- ACTION ITEM
For every entry below, retype it exactly as it reads.

(INPUT MATERIAL begins)

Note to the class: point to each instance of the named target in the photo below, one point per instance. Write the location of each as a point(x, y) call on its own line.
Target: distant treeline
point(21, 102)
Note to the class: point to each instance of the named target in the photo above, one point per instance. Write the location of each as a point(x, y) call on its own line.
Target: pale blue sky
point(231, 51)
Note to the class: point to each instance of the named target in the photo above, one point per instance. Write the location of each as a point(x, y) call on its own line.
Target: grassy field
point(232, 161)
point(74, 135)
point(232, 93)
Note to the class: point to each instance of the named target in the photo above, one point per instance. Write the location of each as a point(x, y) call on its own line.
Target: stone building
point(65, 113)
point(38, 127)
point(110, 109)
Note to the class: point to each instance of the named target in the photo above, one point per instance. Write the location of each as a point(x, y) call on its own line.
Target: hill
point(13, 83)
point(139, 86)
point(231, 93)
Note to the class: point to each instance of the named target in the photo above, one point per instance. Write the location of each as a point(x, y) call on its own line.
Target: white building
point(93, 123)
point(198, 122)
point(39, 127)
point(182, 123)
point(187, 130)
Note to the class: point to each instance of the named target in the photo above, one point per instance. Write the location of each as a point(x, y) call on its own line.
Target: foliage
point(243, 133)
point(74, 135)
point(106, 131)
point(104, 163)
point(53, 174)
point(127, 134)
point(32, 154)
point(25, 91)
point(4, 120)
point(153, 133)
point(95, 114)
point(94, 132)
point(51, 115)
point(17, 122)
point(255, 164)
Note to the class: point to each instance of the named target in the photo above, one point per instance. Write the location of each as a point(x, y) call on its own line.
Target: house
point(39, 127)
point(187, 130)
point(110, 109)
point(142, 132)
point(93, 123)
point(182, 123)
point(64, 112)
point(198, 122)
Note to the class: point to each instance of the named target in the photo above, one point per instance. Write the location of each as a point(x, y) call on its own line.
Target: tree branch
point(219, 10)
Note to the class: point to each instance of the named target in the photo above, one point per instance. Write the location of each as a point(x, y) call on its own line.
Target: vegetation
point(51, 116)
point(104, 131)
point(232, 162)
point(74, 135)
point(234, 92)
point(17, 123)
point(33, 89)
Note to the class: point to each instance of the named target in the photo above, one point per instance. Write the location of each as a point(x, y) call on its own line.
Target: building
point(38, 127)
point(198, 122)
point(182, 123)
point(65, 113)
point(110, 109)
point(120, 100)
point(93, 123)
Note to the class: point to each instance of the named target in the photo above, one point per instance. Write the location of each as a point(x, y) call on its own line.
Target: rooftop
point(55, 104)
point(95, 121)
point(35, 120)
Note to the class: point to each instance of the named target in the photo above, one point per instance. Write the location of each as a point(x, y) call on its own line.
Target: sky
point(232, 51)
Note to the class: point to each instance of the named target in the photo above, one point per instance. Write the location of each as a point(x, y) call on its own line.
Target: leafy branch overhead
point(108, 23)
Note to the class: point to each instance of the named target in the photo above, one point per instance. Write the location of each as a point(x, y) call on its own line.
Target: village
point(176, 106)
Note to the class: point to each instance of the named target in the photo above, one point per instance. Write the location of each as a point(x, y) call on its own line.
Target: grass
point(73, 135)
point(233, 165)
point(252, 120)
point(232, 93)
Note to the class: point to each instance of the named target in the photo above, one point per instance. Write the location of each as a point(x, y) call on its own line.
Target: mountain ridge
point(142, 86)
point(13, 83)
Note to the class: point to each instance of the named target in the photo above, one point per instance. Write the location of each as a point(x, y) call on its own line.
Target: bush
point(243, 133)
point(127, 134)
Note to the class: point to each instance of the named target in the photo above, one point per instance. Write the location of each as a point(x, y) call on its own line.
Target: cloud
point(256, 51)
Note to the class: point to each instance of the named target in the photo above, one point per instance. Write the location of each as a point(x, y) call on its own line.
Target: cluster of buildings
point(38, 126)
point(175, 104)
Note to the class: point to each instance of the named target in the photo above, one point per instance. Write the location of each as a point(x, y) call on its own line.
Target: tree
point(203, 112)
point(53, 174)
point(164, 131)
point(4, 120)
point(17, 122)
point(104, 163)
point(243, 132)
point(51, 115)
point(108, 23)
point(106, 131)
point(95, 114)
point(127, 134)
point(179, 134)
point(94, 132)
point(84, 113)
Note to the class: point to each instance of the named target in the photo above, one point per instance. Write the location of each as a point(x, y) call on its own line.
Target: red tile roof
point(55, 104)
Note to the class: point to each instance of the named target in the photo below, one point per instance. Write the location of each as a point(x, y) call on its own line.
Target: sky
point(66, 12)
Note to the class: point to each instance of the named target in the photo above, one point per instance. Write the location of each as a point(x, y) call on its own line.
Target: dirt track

(INPUT MATERIAL ends)

- SOLUTION FOR THIS TASK
Note to the class: point to each instance of the named target in the photo below, one point per instance. Write the location of each as a point(x, y) call on its own line.
Target: distant treeline
point(21, 102)
Note to the class: point to each instance of the named target in the photo above, one point per instance. Write the location of each as a point(x, y) call on its own line.
Target: pale blue sky
point(231, 51)
Note to the class: point to each instance of the named target in the photo above, one point per instance. Write the location of each as a point(x, y) call on its own line.
Target: grassy field
point(232, 161)
point(74, 135)
point(232, 93)
Note to the class: point to each instance of the named target in the photo above, one point per instance. Write the location of each as a point(x, y) call on its own line.
Target: stone building
point(65, 113)
point(38, 127)
point(110, 109)
Note to the class: point to each instance of the named target in the photo above, one point per instance. Write the location of each as a point(x, y) call on its own line.
Target: hill
point(13, 83)
point(139, 86)
point(231, 93)
Note to the class: point to each instance of the named target in the photo above, one point per instance. Write the location of each as a point(x, y) call on its own line.
Target: white building
point(93, 123)
point(198, 122)
point(39, 127)
point(182, 123)
point(187, 130)
Note to the class: point to each instance of the named target in the photo above, one point per instance. Write the location of each as a point(x, y) call on its own line.
Target: foliage
point(243, 133)
point(74, 135)
point(106, 131)
point(104, 163)
point(53, 174)
point(127, 134)
point(32, 154)
point(25, 91)
point(4, 120)
point(153, 133)
point(95, 114)
point(94, 132)
point(51, 115)
point(17, 122)
point(255, 164)
Note to the class: point to each instance of the named target in the photo above, one point per instance. Write the location of each as a point(x, y) call on its own line.
Target: house
point(39, 127)
point(187, 130)
point(110, 109)
point(142, 132)
point(93, 123)
point(182, 123)
point(64, 112)
point(198, 122)
Note to the class: point to each instance of the named target in the photo above, one point per instance. Write the location of each as a point(x, y) call on its own line.
Target: tree branch
point(219, 10)
Note to the class: point to each instance of the named target in the photo above, one point per instance. Write the location of each as a point(x, y) call on its own line.
Target: vegetation
point(51, 116)
point(104, 131)
point(232, 162)
point(74, 135)
point(234, 92)
point(17, 123)
point(33, 89)
Note to the class: point to each instance of the named target in the photo above, one point per instance. Write the location of each as a point(x, y) call on its own line.
Target: building
point(38, 127)
point(198, 122)
point(182, 123)
point(65, 113)
point(110, 109)
point(120, 100)
point(93, 123)
Note to the class: point to each instance of the named target in the photo above, one point per instance. Write the location of each as a point(x, y) call on its own line.
Target: rooftop
point(55, 104)
point(95, 121)
point(35, 120)
Note to the class: point to each instance of the named target in the photo above, one point per instance. Write the location of each as a point(x, y) call on its own line.
Target: sky
point(232, 51)
Note to the class: point to each instance of the named target in the photo above, one point per instance. Write the location of each as a point(x, y) call on its own line.
Target: leafy branch overhead
point(108, 23)
Note to the class: point to each instance of the named target in the photo above, one point per instance. Write the location of each as a point(x, y) call on its own line.
Target: village
point(176, 106)
Note to the class: point to each instance of the named target in the photo above, one point per instance. Write the location of each as a point(x, y) call on its own line.
Target: grass
point(73, 135)
point(233, 165)
point(252, 120)
point(232, 93)
Note to the class: point to each instance of the named target in the photo above, one point per instance. Write the location of each as a point(x, y) call on its own line.
Target: mountain ridge
point(142, 86)
point(13, 83)
Note to the class: point to each instance of the named target in the photo above, one point per instance. Write the location of each as a point(x, y) call on its own line.
Target: bush
point(243, 133)
point(127, 134)
Note to the class: point to each instance of the named target in the photo above, one point per instance. Write the location of each as a point(x, y) call on its own line.
Target: cloud
point(256, 51)
Note to the class: point to each instance of the named target in the photo above, one point per instance. Write the location of each as a point(x, y) call on its own line.
Target: cluster of buildings
point(38, 126)
point(175, 104)
Note to the class: point to each instance of the named target in the photo above, one point per instance. Write the location of each as a point(x, y) call on its own line.
Target: tree
point(203, 112)
point(53, 174)
point(164, 131)
point(4, 120)
point(17, 122)
point(104, 163)
point(243, 132)
point(51, 115)
point(108, 23)
point(106, 131)
point(95, 114)
point(127, 134)
point(179, 134)
point(94, 132)
point(84, 113)
Note to the class: point to each instance of the named target in the photo above, one point per instance. Write the location of each as a point(x, y) call on its own line.
Target: red tile roof
point(55, 104)
Note to the class: point to each instance of the named target in the photo below, one point per instance. Write the location of each as a point(x, y) call on its own line.
Target: sky
point(66, 12)
Note to the class: point to each instance of the named target in the photo above, one point per instance. Write the location of each as a point(x, y) call on its own line.
Target: dirt track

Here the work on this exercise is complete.